- _WHAT YOU WILL DO_:
Answer these questions using the Outward Bound essay below:
(a) What degree does the writer find at Central Wyoming College?
(b) How many days long is the writer's Outward Bound semester?
(c) Which four rivers does the group raft in the first section?

Outward Bound
December of 2008 found me out of school, persona non grata as a matter a fact, and with really no direction in my life at all. So I ended up in the catch all for upper middle class children with no drive, community college. Did I still want to be a history teacher, did I have what it takes to get through college, these were the thoughts that occupied me everyday. The resounding answers were probably not and no, respectively. Then one day my salvation came in the form of a totally real, I swear, degree called Outdoor Education and Leadership at Central Wyoming College. "I can major in camping, I can do that" I thought to myself. I decided that I needed to sample outdoor education and see if it was for me, so I enrolled in the Outward Bound Alaska Semester. Not only was it for me, but I discovered what is now my passion, wilderness education and I hope to one day teach for Outward Bound.
Section One
The first section of my fifty day Outward Bound semester consisted of expedition style rafting. We put in at the intersection of AK 1 and Little Nelchina State Recreation Area Road and terminated well over 150 miles away outside of Cordova AK. We rafted the Little Nelchina, the Nelchina, the Tazlina River, and the Copper River. To Cross Tazlina Lake we lashed our rafts together and fashioned sails from traps and masts from fallen trees. After Arriving in Cordova we helped build a pier and spray painted stenciled reminders to not pollute the water, on sewer grates. I had some rafting experience on the New and Gauley rivers so while I did learn a lot about rafting during this section what I learned most was how to live in close quarters with total strangers. All day we paddled, playing games, talking or just watching as the snow covered peaks of the Wrangell Saint Elias Mountains drifted by. In the evening we ate and talked, and then went to bed. We slept in north face tents who seemed to shape shift, one day it felt spacious, and the next it seemed like I was sleeping on top of the person next to me. Most days I spent less than ten minutes out of arms reach of someone. The only reprieve was a trip to the bathroom.

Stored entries
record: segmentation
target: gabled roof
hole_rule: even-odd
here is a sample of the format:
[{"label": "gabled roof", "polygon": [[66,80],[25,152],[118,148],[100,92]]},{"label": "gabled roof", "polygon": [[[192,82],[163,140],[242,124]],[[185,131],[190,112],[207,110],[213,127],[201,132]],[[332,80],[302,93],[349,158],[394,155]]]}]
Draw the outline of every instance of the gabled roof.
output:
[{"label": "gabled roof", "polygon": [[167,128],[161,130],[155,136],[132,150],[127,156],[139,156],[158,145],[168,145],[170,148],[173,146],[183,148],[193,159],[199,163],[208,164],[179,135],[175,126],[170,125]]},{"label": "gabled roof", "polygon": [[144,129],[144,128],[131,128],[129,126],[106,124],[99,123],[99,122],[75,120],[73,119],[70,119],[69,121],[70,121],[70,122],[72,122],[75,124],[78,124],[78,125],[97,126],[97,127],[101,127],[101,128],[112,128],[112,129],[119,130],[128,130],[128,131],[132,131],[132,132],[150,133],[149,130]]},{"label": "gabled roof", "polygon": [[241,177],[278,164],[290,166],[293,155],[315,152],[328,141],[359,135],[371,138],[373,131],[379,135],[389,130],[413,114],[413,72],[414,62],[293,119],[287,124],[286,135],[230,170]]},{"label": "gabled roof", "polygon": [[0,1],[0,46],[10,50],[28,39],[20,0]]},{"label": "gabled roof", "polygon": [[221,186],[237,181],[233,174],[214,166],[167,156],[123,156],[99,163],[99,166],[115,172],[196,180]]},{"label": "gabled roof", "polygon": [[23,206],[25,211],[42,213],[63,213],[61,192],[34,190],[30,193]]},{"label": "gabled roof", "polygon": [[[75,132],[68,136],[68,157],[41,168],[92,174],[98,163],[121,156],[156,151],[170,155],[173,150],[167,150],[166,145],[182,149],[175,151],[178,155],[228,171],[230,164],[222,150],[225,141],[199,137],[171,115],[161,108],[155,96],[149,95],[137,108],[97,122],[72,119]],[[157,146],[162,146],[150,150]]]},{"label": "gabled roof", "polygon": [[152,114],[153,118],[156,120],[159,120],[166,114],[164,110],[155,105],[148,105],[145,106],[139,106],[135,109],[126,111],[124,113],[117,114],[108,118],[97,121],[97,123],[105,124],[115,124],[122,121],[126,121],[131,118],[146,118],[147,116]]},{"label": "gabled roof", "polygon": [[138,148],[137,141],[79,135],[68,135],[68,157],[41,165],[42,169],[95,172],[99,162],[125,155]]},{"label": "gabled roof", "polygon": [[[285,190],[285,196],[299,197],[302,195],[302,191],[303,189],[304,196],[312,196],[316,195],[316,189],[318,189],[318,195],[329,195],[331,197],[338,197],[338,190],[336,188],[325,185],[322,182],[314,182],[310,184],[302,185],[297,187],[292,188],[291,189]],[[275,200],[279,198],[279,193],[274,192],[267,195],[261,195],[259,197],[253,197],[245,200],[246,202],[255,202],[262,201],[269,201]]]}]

- _EXERCISE SOLUTION_:
(a) Outdoor Education and Leadership
(b) Fifty days
(c) The Little Nelchina, the Nelchina, the Tazlina River, and the Copper River